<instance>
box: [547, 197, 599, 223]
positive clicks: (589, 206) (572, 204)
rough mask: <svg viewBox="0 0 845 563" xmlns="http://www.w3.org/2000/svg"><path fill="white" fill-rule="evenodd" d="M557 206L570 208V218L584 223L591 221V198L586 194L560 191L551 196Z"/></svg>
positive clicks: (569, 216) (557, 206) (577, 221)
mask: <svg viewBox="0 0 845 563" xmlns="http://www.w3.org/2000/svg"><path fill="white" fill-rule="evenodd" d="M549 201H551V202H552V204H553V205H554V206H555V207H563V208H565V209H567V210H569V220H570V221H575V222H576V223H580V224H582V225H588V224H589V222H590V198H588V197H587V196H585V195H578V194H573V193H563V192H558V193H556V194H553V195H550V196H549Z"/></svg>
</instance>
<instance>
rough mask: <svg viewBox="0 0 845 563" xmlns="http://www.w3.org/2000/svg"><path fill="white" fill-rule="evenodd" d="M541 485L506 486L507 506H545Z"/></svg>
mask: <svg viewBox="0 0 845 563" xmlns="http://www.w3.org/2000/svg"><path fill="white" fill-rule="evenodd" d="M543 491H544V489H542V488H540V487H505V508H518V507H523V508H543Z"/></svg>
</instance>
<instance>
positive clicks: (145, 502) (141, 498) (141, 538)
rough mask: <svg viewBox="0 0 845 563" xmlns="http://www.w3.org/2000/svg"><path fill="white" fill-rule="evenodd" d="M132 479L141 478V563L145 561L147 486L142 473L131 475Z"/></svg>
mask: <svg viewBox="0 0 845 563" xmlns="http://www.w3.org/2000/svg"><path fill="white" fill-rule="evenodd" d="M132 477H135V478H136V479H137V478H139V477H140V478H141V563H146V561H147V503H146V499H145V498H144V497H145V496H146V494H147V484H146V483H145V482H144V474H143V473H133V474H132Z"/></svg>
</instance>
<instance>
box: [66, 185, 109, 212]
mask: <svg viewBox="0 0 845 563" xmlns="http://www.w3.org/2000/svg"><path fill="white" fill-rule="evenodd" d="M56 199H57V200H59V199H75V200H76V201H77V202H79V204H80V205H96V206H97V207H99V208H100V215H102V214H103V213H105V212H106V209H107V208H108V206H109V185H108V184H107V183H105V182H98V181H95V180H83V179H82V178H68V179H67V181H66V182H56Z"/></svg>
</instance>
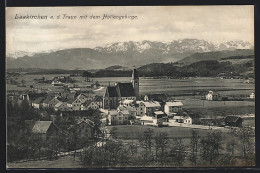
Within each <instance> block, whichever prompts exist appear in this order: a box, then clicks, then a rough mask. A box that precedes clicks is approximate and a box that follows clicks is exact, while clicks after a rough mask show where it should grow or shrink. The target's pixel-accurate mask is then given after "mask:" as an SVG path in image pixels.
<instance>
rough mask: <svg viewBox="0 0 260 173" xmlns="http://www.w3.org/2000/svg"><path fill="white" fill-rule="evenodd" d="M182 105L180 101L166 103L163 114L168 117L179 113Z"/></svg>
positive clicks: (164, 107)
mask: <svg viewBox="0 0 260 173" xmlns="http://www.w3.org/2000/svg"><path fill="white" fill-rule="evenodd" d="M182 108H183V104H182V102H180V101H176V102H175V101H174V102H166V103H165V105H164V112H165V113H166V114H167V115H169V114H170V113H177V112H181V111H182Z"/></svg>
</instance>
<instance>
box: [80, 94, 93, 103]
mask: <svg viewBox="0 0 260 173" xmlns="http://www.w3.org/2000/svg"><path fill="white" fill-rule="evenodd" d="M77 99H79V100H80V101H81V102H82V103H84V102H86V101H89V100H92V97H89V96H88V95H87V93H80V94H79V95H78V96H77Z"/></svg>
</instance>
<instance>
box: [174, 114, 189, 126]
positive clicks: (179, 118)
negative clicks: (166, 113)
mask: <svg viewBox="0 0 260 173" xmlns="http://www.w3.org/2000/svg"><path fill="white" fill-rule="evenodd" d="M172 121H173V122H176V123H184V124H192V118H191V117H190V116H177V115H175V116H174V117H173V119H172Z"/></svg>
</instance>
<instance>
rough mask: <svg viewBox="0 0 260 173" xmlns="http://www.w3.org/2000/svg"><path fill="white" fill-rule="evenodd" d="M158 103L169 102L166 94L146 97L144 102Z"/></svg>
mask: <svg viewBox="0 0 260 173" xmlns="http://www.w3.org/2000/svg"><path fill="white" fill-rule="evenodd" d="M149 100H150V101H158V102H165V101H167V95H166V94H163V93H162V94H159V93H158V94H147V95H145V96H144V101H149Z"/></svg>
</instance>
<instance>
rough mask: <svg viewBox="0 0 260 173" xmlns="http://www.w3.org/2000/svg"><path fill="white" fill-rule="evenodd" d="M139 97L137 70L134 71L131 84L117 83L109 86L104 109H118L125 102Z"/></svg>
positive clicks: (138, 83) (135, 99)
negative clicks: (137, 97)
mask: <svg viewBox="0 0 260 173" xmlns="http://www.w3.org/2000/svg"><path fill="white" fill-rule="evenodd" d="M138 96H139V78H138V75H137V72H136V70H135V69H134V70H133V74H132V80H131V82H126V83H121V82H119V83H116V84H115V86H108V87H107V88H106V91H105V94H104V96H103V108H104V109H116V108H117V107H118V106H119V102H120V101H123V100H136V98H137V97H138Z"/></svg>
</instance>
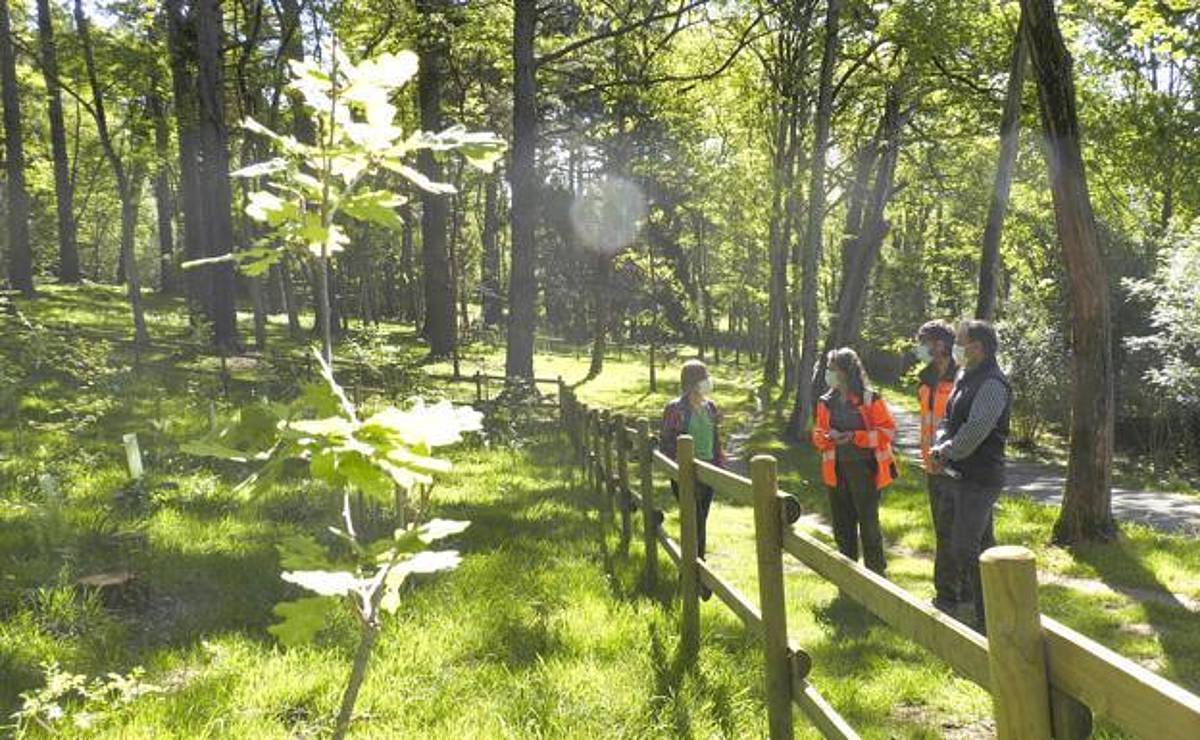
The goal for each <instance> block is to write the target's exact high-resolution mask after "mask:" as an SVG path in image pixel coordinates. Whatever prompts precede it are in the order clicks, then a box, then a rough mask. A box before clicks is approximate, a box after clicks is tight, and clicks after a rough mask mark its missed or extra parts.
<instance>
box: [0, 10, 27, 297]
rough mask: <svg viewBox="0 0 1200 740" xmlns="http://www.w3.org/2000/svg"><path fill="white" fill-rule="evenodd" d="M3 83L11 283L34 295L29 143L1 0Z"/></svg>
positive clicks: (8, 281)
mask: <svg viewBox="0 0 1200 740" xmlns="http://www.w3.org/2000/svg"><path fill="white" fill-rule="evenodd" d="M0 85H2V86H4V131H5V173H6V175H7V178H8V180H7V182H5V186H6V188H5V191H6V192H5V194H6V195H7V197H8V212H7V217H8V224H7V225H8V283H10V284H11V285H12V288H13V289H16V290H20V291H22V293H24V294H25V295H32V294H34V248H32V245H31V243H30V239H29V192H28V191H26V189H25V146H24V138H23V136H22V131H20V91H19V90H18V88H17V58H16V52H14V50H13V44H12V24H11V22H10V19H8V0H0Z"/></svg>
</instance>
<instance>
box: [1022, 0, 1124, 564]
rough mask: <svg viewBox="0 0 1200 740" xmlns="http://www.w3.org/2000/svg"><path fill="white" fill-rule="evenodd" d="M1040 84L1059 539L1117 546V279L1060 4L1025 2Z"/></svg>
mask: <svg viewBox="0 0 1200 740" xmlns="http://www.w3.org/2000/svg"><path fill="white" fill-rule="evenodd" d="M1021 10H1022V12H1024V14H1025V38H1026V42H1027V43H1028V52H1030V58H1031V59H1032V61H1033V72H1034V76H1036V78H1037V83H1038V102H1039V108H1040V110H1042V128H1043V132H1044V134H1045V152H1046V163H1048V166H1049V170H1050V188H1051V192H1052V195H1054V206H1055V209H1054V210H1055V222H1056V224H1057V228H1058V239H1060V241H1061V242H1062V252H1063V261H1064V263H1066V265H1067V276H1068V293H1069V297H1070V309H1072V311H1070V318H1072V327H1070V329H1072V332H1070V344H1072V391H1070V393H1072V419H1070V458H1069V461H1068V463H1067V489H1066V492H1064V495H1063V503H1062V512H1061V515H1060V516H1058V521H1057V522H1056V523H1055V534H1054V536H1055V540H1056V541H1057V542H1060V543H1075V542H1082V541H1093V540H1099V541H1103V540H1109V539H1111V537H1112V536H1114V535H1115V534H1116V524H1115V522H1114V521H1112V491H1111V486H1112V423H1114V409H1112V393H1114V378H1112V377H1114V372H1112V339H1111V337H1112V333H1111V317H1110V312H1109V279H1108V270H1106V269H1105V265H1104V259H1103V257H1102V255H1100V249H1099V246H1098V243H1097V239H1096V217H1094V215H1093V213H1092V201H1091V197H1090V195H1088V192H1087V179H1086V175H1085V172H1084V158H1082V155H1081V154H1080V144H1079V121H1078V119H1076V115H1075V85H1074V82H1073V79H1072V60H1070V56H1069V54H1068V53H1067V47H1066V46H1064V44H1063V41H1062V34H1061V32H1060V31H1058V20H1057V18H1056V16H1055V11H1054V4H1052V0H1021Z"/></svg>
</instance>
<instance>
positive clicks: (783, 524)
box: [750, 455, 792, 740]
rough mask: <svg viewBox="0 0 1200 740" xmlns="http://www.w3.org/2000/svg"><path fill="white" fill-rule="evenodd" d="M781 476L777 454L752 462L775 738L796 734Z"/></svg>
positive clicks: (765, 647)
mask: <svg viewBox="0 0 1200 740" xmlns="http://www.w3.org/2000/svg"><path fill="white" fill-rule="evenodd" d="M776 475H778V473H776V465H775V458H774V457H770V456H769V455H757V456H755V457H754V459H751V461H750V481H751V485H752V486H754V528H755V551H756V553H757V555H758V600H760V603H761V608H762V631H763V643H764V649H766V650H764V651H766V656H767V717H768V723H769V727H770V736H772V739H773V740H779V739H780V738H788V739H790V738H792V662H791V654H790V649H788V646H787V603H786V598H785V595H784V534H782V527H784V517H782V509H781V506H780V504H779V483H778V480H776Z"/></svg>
◆ ◆ ◆
• **Brief**
The answer should consist only of the lines from the line containing "476L777 454L752 462L775" through the final line of the listing above, reproduced exactly.

• **Solved exercise**
rough mask: <svg viewBox="0 0 1200 740" xmlns="http://www.w3.org/2000/svg"><path fill="white" fill-rule="evenodd" d="M781 476L777 454L752 462L775 738L796 734Z"/></svg>
positive clicks: (765, 647)
mask: <svg viewBox="0 0 1200 740" xmlns="http://www.w3.org/2000/svg"><path fill="white" fill-rule="evenodd" d="M776 475H778V473H776V465H775V458H774V457H770V456H769V455H757V456H755V457H754V459H751V461H750V481H751V485H752V486H754V528H755V551H756V553H757V555H758V600H760V603H761V608H762V631H763V643H764V649H766V650H764V651H766V656H767V717H768V723H769V727H770V736H772V739H773V740H779V739H780V738H788V739H790V738H792V662H791V654H790V649H788V646H787V603H786V598H785V595H784V534H782V527H784V517H782V509H781V506H780V504H779V483H778V480H776Z"/></svg>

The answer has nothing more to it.